**Bacaan:**
○ ○ ○ ○ ○ ○ ○

Anak-anak muda generasi Z dan milenial optimistis pendidikan dan kebudayaan di Indonesia bisa maju. Namun, mereka tidak begitu optismistis negara ini bisa menerapkan sistem politik dan hukum yang bersih dan transparan.
Oleh
SEKAR GANDHAWANGI
·3 menit baca
JAKARTA, KOMPAS — Optimisme generasi muda terhadap kemajuan negara cenderung tinggi. Hal ini hendaknya menjadi dorongan bagi pemerintah untuk meningkatkan kualitas kebijakan di berbagai bidang dan menjaga optimisme itu.
Demikian survei indeks optimisme generasi muda yang dilakukan Good News From Indonesia dan Kelompok Diskusi dan Kajian Opini Publik (KedaiKOPI) pada periode 8-15 Juli 2021.

○ ○ ○ ○ ○ ○ ○

**Bahan Terkumpul:**
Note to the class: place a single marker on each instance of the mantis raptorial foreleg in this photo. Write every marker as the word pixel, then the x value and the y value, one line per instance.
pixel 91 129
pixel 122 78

○ ○ ○ ○ ○ ○ ○

**Latihan 1:** Tuliskan kembali dengan persis bagian bacaan tentang optimisme generasi muda, mulai dari "Anak-anak muda generasi" sampai dengan "8-15 Juli 2021.".
**Latihan 2:**
Jawab pertanyaan berikut berdasarkan bacaan tentang optimisme generasi muda:
(a) Siapa yang melakukan survei indeks optimisme generasi muda?
(b) Kapan survei itu dilakukan?
(c) Anak muda optimistis bidang apa di Indonesia bisa maju?
**Latihan 3:** Ringkas bacaan tentang optimisme generasi muda dalam dua kalimat.

**Hasil Tugas 1:**
Anak-anak muda generasi Z dan milenial optimistis pendidikan dan kebudayaan di Indonesia bisa maju. Namun, mereka tidak begitu optismistis negara ini bisa menerapkan sistem politik dan hukum yang bersih dan transparan.
Oleh
SEKAR GANDHAWANGI
·3 menit baca
JAKARTA, KOMPAS — Optimisme generasi muda terhadap kemajuan negara cenderung tinggi. Hal ini hendaknya menjadi dorongan bagi pemerintah untuk meningkatkan kualitas kebijakan di berbagai bidang dan menjaga optimisme itu.
Demikian survei indeks optimisme generasi muda yang dilakukan Good News From Indonesia dan Kelompok Diskusi dan Kajian Opini Publik (KedaiKOPI) pada periode 8-15 Juli 2021.

**Hasil Tugas 2:**
(a) Good News From Indonesia dan Kelompok Diskusi dan Kajian Opini Publik (KedaiKOPI).
(b) Pada periode 8-15 Juli 2021.
(c) Pendidikan dan kebudayaan.

**Hasil Tugas 3:** Survei Good News From Indonesia dan KedaiKOPI pada 8-15 Juli 2021 menunjukkan bahwa optimisme generasi muda terhadap kemajuan negara cenderung tinggi, terutama soal pendidikan dan kebudayaan, tetapi mereka kurang optimistis Indonesia bisa menerapkan sistem politik dan hukum yang bersih dan transparan. Optimisme ini hendaknya mendorong pemerintah untuk meningkatkan kualitas kebijakan di berbagai bidang dan menjaga optimisme itu.